# [PASSAGE SHOWN]

--- Start ---

- Predecessor: Toby Low, 1st Baron Aldington
- Successor: Philip Low (heir apparent)
- Born: Charles Harold Stuart Low 22 June 1948 (age 77) London, United Kingdom
- Spouse: Dr. Regine von Csongrady-Schopf
- Parents: Toby Low, 1st Baron Aldington (father)
- Occupation: Businessman

= Charles Low, 2nd Baron Aldington =

British peer

Charles Harold Stuart Low, 2nd Baron Aldington (born 22 June 1948), is a British peer, the son of Toby Low, 1st Baron Aldington. He succeeded to the Barony on 7 December 2000.

==Life==
Lord Aldington, formerly Charles Low, was born in London in 1948. He was educated at Winchester College, New College, Oxford (where he read Philosophy, Politics and Economics), and at INSEAD. He also attended the Baden-Baden Unternehmer Gespraeche. His early career was with Citibank and Grindlays Bank in New York, Hong Kong, Düsseldorf and London.

--- End ---

# [WRITTEN PROBLEM A]
Answer these from the Charles Low profile, one line each:
(i) On what date did he succeed to the Barony?
(ii) What did he read at New College, Oxford?
(iii) Who is listed as his spouse?
# [WRITTEN PROBLEM B]
Resume the Charles Low profile, picking up after its final sentence about his early banking career.

# [DATASET ROWS]
--- Start ---

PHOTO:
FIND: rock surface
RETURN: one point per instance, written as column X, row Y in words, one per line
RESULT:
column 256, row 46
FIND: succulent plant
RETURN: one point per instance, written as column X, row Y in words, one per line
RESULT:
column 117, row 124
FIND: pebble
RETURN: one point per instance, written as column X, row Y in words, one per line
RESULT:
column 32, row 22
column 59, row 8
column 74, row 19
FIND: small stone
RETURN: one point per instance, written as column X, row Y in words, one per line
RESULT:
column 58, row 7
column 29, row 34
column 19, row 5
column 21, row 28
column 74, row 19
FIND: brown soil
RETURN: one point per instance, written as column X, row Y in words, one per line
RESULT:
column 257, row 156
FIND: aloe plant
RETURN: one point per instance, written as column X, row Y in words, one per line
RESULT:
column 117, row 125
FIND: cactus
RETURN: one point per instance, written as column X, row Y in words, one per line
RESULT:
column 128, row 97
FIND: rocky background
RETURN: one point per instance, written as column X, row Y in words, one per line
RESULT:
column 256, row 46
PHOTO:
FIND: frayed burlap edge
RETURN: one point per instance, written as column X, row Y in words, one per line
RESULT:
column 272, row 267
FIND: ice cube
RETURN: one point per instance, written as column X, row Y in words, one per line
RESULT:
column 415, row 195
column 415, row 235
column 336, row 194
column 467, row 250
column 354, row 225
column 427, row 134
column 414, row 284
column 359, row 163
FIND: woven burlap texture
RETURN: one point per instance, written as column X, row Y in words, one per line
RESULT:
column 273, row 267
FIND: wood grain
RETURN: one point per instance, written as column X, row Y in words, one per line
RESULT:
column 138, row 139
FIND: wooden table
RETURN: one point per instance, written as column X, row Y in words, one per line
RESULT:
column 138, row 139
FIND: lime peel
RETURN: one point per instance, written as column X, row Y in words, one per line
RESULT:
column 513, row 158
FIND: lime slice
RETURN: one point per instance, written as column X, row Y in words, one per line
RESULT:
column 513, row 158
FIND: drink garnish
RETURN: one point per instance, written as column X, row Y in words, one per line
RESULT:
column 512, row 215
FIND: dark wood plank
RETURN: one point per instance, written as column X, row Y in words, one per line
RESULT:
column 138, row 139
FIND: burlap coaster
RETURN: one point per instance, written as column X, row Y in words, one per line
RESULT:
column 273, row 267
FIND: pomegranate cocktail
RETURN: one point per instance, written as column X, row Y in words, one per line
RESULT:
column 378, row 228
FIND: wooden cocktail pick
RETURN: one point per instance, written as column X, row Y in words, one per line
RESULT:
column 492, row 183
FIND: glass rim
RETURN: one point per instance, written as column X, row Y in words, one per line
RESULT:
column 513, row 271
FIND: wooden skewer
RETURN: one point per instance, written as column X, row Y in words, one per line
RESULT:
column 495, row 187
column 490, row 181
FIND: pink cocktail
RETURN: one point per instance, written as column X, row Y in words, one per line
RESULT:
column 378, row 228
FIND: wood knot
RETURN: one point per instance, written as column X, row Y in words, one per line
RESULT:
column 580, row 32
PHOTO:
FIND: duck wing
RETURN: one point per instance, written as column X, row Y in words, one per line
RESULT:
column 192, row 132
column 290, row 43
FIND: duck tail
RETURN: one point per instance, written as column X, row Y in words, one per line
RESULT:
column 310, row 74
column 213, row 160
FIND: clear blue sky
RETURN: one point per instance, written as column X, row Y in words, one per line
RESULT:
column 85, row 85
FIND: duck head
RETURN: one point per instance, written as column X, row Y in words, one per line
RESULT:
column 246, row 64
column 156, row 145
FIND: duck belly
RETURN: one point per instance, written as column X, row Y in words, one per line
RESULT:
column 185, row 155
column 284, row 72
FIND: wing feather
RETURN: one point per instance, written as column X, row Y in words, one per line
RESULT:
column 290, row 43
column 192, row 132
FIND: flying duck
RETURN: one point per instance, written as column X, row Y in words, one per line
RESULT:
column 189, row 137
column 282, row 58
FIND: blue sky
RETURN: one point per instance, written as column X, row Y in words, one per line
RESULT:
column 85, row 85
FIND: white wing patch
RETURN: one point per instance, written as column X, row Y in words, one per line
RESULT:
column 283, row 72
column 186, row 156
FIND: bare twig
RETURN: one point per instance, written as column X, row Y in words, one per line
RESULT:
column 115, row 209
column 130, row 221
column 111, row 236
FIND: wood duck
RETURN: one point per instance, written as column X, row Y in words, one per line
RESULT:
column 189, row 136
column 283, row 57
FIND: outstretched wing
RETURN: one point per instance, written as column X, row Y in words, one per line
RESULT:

--- End ---

# [EXPECTED OUTPUT A]
(i) 7 December 2000
(ii) Philosophy, Politics and Economics
(iii) Dr. Regine von Csongrady-Schopf

# [EXPECTED OUTPUT B]
He worked for 28 years for Deutsche Bank. From 2002 to 2009, he was Chairman of Deutsche Bank London and Chairman of Morgan Grenfell Private Equity, following which he was a Senior Advisor for three years. He joined Deutsche Bank in 1986 and worked in Germany before joining the management of its London business in 1988. In 1997 he moved into a Corporate Finance role.

He currently chairs the Finance Committee at the Ditchley Foundation. He was Chairman of Stramongate Ltd, on the Boards of LIBA, BBA, and the British German Chamber of Commerce, Deputy Chairman of the Royal Academy Trust, a Trustee of the Institute for Philanthropy, Vice President of the National Churches Trust, a member of Oxford University's Court of Benefactors and of the Business Advisory Council to the Said Business School, Chair of the New College Development Committee, and Chair of the European Vocational College.

Aldington is married to Dr Regine von Csongrady-Schopf, an art historian, and they have three children, including a son and heir, the only heir to the barony, Philip Low.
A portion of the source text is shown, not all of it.